▽
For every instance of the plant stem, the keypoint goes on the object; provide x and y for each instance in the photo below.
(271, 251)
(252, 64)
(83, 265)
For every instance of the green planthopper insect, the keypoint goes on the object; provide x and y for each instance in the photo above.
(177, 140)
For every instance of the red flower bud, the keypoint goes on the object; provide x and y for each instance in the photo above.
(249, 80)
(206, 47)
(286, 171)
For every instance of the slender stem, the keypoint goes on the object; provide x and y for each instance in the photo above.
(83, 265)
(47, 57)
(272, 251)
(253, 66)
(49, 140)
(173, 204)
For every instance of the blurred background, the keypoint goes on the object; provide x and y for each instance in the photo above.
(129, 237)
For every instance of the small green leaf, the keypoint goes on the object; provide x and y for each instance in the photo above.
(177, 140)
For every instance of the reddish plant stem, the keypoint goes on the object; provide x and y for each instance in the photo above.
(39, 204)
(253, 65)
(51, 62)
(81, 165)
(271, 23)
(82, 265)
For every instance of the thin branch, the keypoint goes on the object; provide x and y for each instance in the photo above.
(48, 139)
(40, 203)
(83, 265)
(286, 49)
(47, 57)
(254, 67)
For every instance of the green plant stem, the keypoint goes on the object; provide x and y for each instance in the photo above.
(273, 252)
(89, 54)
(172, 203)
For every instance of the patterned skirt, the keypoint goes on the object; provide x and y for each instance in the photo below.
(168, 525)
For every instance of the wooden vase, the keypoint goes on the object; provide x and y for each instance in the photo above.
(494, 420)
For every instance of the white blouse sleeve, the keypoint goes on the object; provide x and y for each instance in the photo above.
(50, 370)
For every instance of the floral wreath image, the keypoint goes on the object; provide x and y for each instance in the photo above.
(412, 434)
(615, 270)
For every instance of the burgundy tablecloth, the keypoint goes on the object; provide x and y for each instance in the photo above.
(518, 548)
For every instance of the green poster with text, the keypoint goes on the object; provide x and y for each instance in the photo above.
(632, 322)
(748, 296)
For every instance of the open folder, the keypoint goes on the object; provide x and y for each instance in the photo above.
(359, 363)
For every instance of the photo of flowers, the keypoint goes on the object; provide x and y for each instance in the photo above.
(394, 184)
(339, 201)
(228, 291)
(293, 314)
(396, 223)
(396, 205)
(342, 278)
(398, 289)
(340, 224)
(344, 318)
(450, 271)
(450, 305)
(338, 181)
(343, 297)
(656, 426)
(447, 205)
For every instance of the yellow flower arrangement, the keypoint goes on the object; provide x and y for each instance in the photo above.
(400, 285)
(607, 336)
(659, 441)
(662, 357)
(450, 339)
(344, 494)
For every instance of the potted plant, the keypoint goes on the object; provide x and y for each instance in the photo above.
△
Problem statement. Transcribe the whole listing exactly.

Full solution.
For every instance of the plant stem, the keypoint goes on the object; provide x and y for each instance in the photo below.
(271, 251)
(252, 64)
(83, 265)
For every instance of the green planthopper insect, the keypoint goes on the object; provide x and y for each instance in the photo above.
(177, 140)
For every instance of the red flower bud, the keypoint goes on the object; provide x and y for each instance in the photo above.
(249, 80)
(206, 47)
(286, 171)
For every instance of the slender stem, the keypoint goes on the object; provide x and y for each instance in the photo above.
(83, 265)
(47, 57)
(272, 251)
(253, 66)
(49, 140)
(173, 204)
For every instance of the blurred background, the keypoint goes on the object; provide x and y for each instance in the photo above.
(129, 237)
For every instance of the small green leaf, the keypoint goes on the object; provide x and y for each instance in the photo above.
(177, 140)
For every instance of the reddish plant stem, the keypoint goes on the object; provide x and y for each instance in the photo above.
(39, 204)
(253, 65)
(51, 62)
(81, 165)
(271, 23)
(82, 265)
For every instance of the thin branch, the keypoint goes on the object; provide x and y for each instance in the photo above.
(48, 139)
(40, 203)
(83, 265)
(286, 49)
(47, 57)
(254, 67)
For every instance of the green plant stem, the keypoint goes on the object; provide x and y for each instance in the photo above.
(273, 252)
(89, 54)
(172, 203)
For every instance of the patterned skirt, the keypoint goes on the object; provide x and y for each instance in the photo below.
(168, 525)
For every instance of the wooden vase, the keypoint goes on the object; provide x and y for each instance in the photo above.
(494, 420)
For every instance of the white blouse sleeve, the keypoint goes on the object; provide x and y for each instance in the photo above.
(50, 370)
For every instance of the floral wreath image, the keypoint goes on the object; provide x and y for each instance in the photo above.
(412, 434)
(615, 270)
For every instance of the burgundy tablecloth, the keypoint goes on the object; provide x and y for each instance in the photo above.
(518, 548)
For every instance of the green poster with text, the keypoint goes on the object; provide x and y for each instance in the photo above.
(632, 322)
(748, 296)
For every instance of the open folder, the keypoint goes on the object; provide x and y for each instance in the photo above.
(359, 363)
For every instance of the photo of flowers, the keypoint goes on the object; provide x and y for each instance in the photo above.
(394, 184)
(339, 201)
(228, 291)
(293, 314)
(396, 223)
(396, 205)
(342, 278)
(398, 289)
(340, 224)
(344, 318)
(450, 271)
(450, 305)
(338, 181)
(343, 297)
(656, 426)
(447, 205)
For every instance of the yellow flower arrangement, the keypoint goes on the object; provide x and y for each instance in the photo above.
(400, 285)
(607, 336)
(659, 441)
(662, 357)
(450, 339)
(344, 494)
For every instance of the potted plant, the keypoint goes on the object; provide x and y for each instance in the photo above.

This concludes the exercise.